(Task material)

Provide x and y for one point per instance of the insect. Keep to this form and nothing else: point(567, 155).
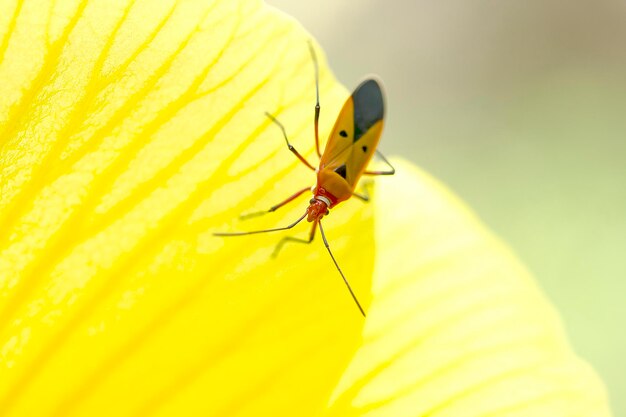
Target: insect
point(350, 147)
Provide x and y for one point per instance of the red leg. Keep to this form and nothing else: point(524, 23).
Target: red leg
point(284, 240)
point(291, 148)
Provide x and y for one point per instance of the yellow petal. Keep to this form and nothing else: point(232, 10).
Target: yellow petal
point(131, 131)
point(457, 327)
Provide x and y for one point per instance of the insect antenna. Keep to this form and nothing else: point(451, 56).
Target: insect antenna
point(262, 231)
point(339, 269)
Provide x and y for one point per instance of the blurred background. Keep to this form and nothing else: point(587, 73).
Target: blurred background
point(520, 108)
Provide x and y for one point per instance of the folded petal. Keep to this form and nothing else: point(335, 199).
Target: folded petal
point(457, 327)
point(131, 132)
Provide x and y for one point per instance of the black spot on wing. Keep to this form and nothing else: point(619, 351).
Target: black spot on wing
point(368, 107)
point(341, 170)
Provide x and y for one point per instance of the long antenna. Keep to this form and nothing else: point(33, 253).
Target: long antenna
point(340, 272)
point(263, 231)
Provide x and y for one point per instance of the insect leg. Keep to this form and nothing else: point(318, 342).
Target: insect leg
point(284, 240)
point(276, 206)
point(262, 231)
point(365, 197)
point(291, 148)
point(340, 272)
point(390, 172)
point(317, 98)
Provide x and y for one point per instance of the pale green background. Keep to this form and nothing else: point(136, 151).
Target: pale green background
point(520, 107)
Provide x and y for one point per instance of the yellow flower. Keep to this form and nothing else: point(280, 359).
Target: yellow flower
point(131, 131)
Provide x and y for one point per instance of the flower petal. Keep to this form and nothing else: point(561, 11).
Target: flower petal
point(131, 131)
point(457, 327)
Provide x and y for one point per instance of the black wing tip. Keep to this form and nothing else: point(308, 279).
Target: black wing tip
point(369, 96)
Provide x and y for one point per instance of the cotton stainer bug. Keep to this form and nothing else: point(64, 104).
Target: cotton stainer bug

(End Task material)

**Assignment:** Give the lines again exactly, starting where the entries begin and stopping once the line with "else: point(232, 10)." is included; pictures are not copied.

**Final answer:**
Provide x and y for one point per instance of the insect. Keep to this form and nothing else: point(567, 155).
Target: insect
point(350, 147)
Provide x and y for one point per instance of the red leg. Keep to this form and nothing else: point(524, 23).
Target: red leg
point(284, 240)
point(291, 148)
Provide x and y for one point per instance of the yellow petal. Keep to this form and nothing else: point(232, 10).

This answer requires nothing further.